**Task directions:** Rewrite every line of the data below with "innermost point" swapped for "central point" and everything else unchanged. Leave the pictures out of your answer.
_ _ _ _
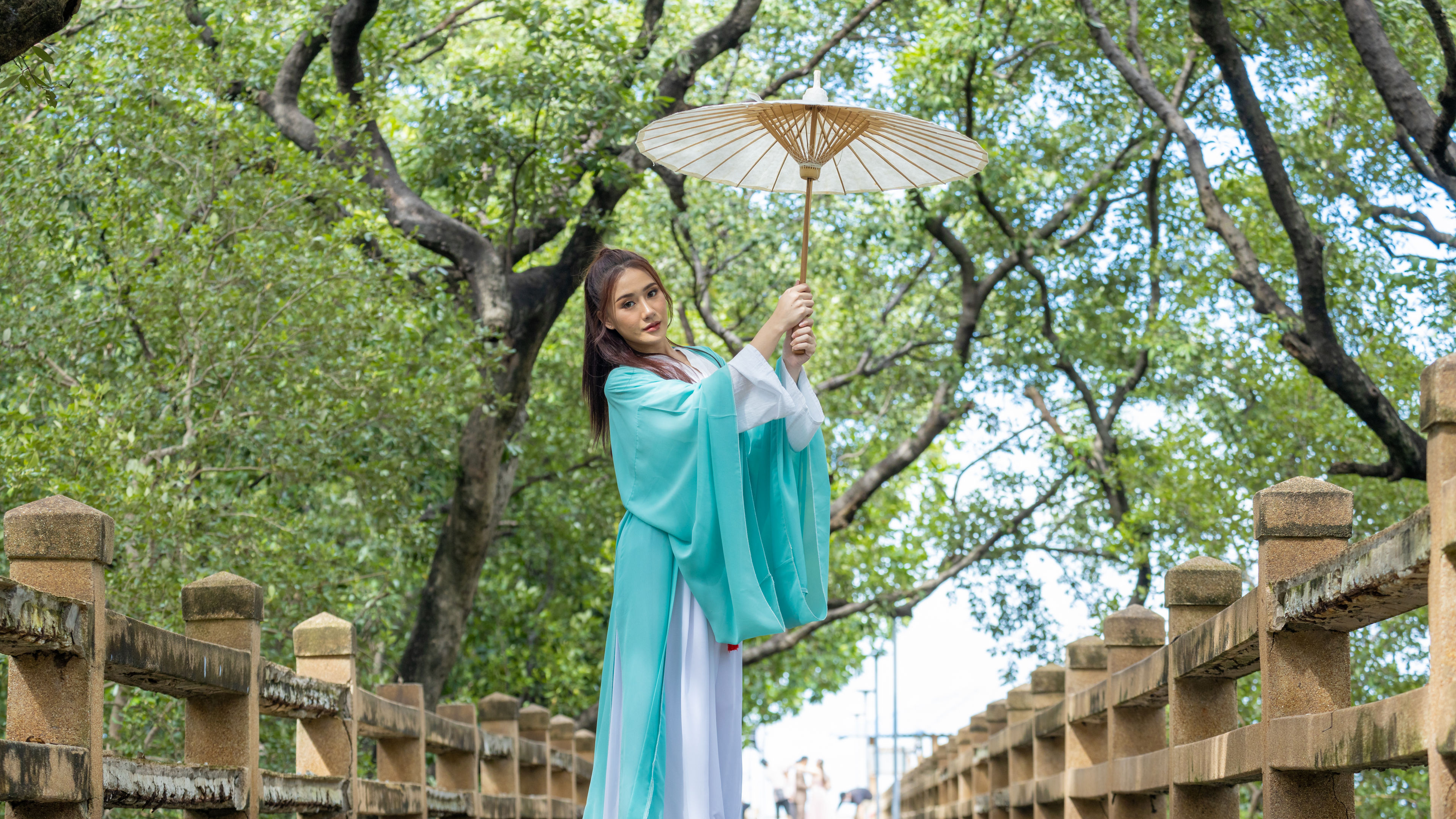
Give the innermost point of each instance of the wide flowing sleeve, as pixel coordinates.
(746, 515)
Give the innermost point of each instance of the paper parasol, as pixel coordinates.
(801, 145)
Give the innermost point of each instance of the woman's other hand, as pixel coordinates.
_ _ _ _
**Full answer:**
Give the central point of each instance of the wide flowing sleeve, as pixel coordinates.
(746, 515)
Give the central point of each instance of the paper parasol, as pixel coordinates.
(801, 145)
Give the central point of each instance of the woman's other hand, as pixel coordinates.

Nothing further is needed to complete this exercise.